#### EXERCISE:
Rewrite each of the following records with "sea water" changed to "ocean water" wherever it appears and everything else kept the same. Leave out the pictures.

****************

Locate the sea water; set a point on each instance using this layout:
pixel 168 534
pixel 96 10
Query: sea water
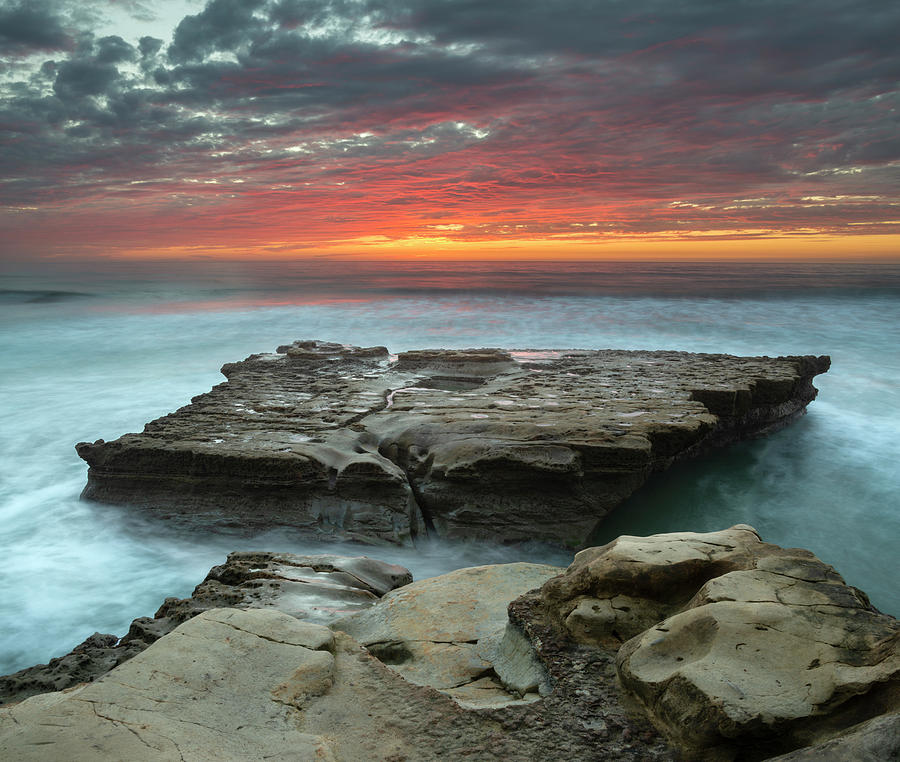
pixel 92 351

****************

#### TASK RESULT:
Locate the ocean water; set a point on each instance using this layout:
pixel 168 534
pixel 96 10
Query: ocean water
pixel 92 351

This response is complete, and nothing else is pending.